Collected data
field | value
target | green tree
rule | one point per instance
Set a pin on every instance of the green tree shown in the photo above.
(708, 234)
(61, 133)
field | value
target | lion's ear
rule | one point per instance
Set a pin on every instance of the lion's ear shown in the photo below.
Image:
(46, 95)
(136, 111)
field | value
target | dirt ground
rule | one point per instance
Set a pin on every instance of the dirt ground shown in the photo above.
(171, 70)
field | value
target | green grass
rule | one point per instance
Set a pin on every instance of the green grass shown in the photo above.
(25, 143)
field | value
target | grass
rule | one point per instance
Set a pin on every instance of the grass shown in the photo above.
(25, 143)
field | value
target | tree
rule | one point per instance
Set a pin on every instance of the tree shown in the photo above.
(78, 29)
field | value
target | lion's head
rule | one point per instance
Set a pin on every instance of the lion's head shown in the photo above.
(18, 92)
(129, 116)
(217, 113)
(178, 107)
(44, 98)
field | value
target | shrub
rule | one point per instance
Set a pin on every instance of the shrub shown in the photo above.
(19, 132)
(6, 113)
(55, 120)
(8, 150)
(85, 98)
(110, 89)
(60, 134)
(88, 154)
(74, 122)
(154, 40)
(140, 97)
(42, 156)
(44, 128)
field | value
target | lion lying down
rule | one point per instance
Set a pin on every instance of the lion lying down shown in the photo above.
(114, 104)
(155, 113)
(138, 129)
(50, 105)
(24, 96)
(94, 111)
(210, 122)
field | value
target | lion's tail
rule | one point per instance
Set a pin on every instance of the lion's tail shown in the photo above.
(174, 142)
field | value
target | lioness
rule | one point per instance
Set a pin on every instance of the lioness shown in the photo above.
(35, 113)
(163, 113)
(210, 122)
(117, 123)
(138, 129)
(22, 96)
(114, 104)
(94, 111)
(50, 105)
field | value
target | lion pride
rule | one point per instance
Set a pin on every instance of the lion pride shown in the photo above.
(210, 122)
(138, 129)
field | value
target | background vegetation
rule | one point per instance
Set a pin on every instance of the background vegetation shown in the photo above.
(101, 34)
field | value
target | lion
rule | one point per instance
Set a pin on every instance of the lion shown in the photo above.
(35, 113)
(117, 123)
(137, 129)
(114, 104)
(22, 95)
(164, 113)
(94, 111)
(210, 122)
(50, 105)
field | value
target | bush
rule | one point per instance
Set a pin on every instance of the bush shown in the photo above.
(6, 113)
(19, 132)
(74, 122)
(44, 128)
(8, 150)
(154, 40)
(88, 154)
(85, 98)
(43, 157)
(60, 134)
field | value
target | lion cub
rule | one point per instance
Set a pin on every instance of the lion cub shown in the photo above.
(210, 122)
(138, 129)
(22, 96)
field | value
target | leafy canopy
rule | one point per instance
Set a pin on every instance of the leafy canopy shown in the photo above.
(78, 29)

» **TRY IT**:
Each line above should be duplicated without any alteration.

» **RESPONSE BELOW**:
field | value
target | green tree
rule | one point per instance
Set a pin on every instance of the green tree shown in the photo above.
(708, 234)
(61, 133)
field | value
target | lion's ear
rule | one point per instance
Set a pin on every instance of the lion's ear shown in the photo below.
Image:
(46, 95)
(136, 111)
field | value
target | dirt ground
rule | one point per instance
Set a pin on every instance of the dirt ground shown in the photo above.
(171, 70)
field | value
target | green grass
rule | one point per instance
Set a pin on every instance of the green grass shown in the photo above.
(25, 143)
field | value
target | grass
rule | one point per instance
Set a pin on every instance of the grass shown in the photo above.
(25, 143)
field | value
target | tree
rule | one point per instance
Set a pin on every instance of the tree shown in the photo above.
(78, 29)
field | value
target | lion's head
rule | one point per instance
Set a pin on every instance of the lion's head shown in the photo above.
(18, 92)
(129, 116)
(217, 113)
(178, 107)
(44, 98)
field | value
target | shrub
rule | one point per instance
Set a pin on every instance of the shrub shown in the photo above.
(19, 132)
(6, 113)
(55, 120)
(8, 150)
(85, 98)
(110, 89)
(60, 134)
(88, 154)
(74, 122)
(154, 40)
(140, 97)
(42, 156)
(44, 128)
field | value
target | lion lying down
rule | one point per instance
Set a pin on every instance of the lion lying down shown in the photo above.
(114, 104)
(155, 113)
(138, 129)
(50, 105)
(24, 96)
(94, 111)
(210, 122)
field | value
target | lion's tail
rule | one point per instance
Set a pin on every instance of the lion's tail shown in the photo above.
(174, 142)
field | value
target | lioness
rule | one point per instance
Set a pin on every instance of the lioness shown in the photo above.
(35, 113)
(163, 113)
(210, 122)
(117, 123)
(138, 129)
(22, 96)
(114, 104)
(94, 111)
(50, 105)
field | value
target | lion pride
rule | one point per instance
Set a pin on every instance of the lion pride shown in the photo above.
(210, 122)
(138, 129)
field | value
target | background vegetation
rule | one point per instance
Set a pin on every instance of the background vegetation shown in the photo above.
(101, 34)
field | value
target | lion
rule | one point per instance
Set a pin on every instance of the lion shown in the photo above.
(35, 113)
(117, 123)
(137, 129)
(114, 104)
(22, 95)
(164, 113)
(94, 111)
(210, 122)
(50, 105)
field | value
target | bush
rule | one point per instance
Set a pin on every instance of the bush shown in the photo above.
(6, 113)
(19, 132)
(74, 122)
(44, 128)
(8, 150)
(154, 40)
(88, 154)
(85, 98)
(43, 157)
(60, 134)
field | value
target | lion cub
rule | one point per instance
Set a pin on every instance of the lion cub shown in the photo above.
(210, 122)
(138, 129)
(22, 96)
field | value
target | leafy canopy
rule | one point per instance
Set a pin on every instance of the leafy canopy shown in the photo above.
(78, 29)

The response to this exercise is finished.